Data provided section start

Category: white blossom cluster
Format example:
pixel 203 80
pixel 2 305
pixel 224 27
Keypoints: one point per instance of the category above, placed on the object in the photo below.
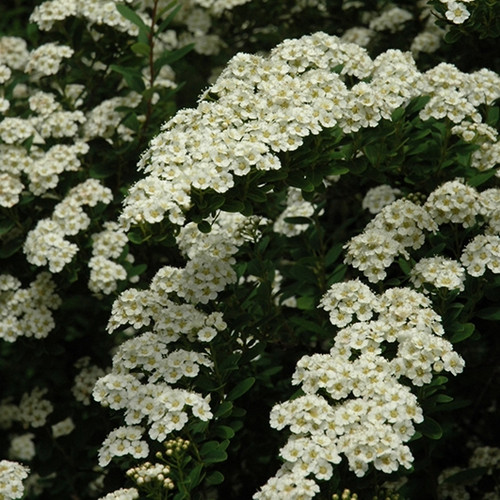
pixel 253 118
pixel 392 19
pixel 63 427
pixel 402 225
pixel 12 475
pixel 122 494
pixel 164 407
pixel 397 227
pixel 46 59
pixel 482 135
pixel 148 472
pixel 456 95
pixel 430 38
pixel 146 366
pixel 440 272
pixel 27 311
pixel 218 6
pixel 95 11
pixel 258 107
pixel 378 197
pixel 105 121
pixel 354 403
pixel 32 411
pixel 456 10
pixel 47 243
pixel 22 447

Data provided section end
Data provided section start

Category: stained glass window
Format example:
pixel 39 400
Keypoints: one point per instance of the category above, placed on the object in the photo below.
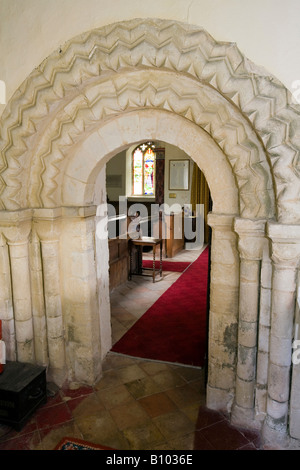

Data provided section end

* [Exercise]
Given the records above, restate word for word only the lines starting at the one with "Category: white blossom cluster" and ending at the one with "pixel 224 27".

* [Answer space]
Category: white blossom cluster
Format example:
pixel 203 80
pixel 2 305
pixel 224 27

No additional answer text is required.